But the night time visitations are more than enough to liven things up, he says, describing the most memorable of his own encounters. There were lights doing manoeuvres in the sky, little ones dancing around the big ones, doing figures of eight, he said.
Farkas, 59, was a physical training instructor in the Australian navy before he took over the roadhouse and says this sighting reminded him of manoeuvres around an aircraft carrier. "That is how we used to do exercises, in exactly the same way. It looked exactly the same as we used to do at sea," he said.
"Over the years I have had quite a few sightings, mainly lights. I have had a close up encounter where I have actually seen the portholes -- just like you read in the comic books of the past." According to Farkas, Wycliffe Well is one of only four or five places in the world where there are constant sightings of extraterrestrials and UFOs, probably the most famous being the Nevada Desert in the United States.

§ CHECK YOUR UNDERSTANDING
[A] From the Wycliffe Well passage, extract the text between "But the night" and "eight, he said.", inclusive.
[B] For each statement, say yes or no according to the Wycliffe Well passage, and quote the words that decide it: (i) Farkas was a physical training instructor in the Australian navy. (ii) Farkas says he has never had a close-up encounter. (iii) Farkas calls Wycliffe Well the most famous place for sightings.
[C] Write what comes next in the Wycliffe Well passage, starting after its last sentence.
You will not need the items to do any of the work here.

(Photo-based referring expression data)
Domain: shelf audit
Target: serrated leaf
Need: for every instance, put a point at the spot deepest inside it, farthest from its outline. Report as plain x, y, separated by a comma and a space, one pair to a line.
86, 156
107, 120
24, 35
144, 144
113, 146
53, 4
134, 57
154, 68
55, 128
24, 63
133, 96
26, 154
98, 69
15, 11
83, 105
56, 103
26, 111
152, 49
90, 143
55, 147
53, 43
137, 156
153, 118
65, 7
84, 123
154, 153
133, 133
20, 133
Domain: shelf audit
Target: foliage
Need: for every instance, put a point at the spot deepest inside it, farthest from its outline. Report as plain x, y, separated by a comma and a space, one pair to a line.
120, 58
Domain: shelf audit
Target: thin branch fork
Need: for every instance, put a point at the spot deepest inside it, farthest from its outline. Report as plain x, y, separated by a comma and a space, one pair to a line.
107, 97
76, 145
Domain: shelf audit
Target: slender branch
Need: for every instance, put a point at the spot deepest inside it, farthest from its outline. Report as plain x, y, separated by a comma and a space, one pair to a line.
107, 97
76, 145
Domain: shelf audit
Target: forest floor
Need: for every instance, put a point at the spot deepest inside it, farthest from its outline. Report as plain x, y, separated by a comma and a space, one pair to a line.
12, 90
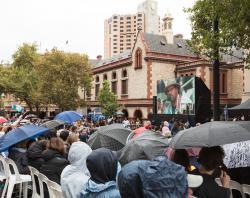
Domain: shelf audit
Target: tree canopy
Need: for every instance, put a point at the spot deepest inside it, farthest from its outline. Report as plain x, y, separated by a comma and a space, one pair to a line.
42, 79
234, 26
107, 100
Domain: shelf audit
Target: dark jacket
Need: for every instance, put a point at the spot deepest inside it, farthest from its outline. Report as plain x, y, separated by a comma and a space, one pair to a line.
210, 189
19, 156
54, 163
152, 179
34, 154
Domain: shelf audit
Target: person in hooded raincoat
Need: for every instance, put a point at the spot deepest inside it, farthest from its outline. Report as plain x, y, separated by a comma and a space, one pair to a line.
75, 175
103, 165
156, 178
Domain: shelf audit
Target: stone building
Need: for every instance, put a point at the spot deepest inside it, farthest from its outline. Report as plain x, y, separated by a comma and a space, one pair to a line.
133, 74
120, 31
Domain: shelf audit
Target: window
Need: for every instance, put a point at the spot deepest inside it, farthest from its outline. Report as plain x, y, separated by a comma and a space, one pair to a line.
223, 79
114, 87
97, 79
124, 83
124, 73
114, 75
105, 77
124, 87
138, 59
97, 87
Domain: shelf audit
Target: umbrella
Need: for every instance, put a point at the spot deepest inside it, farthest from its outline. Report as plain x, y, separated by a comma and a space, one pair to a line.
119, 114
3, 120
237, 154
146, 146
111, 136
212, 134
68, 116
243, 106
20, 134
52, 124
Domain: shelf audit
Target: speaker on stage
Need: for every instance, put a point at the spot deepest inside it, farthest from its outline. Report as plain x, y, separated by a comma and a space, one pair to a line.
154, 104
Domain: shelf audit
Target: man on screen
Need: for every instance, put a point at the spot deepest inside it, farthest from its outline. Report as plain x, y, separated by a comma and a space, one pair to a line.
173, 91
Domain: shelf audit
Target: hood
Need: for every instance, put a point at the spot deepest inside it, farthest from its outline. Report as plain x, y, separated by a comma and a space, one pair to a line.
91, 186
102, 165
78, 153
49, 154
36, 149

§ RESULTS FOR EACH TASK
[A]
But the night time visitations are more than enough to liven things up, he says, describing the most memorable of his own encounters. There were lights doing manoeuvres in the sky, little ones dancing around the big ones, doing figures of eight, he said.

[B]
(i) Yes: "was a physical training instructor in the Australian navy"
(ii) No: "I have had a close up encounter where I have actually seen the portholes"
(iii) No: "probably the most famous being the Nevada Desert in the United States"

[C]
The remoteness of the Australian outback has made it harder for people to become aware of Wycliffe Well, but it seems the news is slowly spreading. It was truck drivers who in modern times first noticed the unusual goings on, during World War II, when the waterhole gave rise to market gardens that fed the war effort against the Japanese up north in Darwin. Their stories were mainly of strange lights in the sky.
But local Aboriginals also report that extraterrestrials have been visiting the area for thousands of years, hanging out around some of the area's stunning rock formations, such as the Devil's Marbles, a sandstone formation just to the north along the Stuart Highway.
Recently, a group of Aboriginal women in a local community reported their own close encounter. They were sitting around playing cards when a big beam of light appeared. UFOs apparently also land in the nearby Tanami desert, according to the believers. "There is no airport so they have got to land somewhere," said Farkas.
It used to be easy to tell when there was UFO activity, he said. The electronic banking and telephone lines would go out. But with a change to fibre optic technology that problem has disappeared.
Farkas dismisses claims that he might want to drum up interest in UFOs to boost business at his roadhouse, saying he has plenty of business from the constant stream of motorists passing by. Barry Williams, editor of Australia's quarterly journal "The Skeptic" which attempts to debunk all kinds of suspect science, has other explanations for the sightings.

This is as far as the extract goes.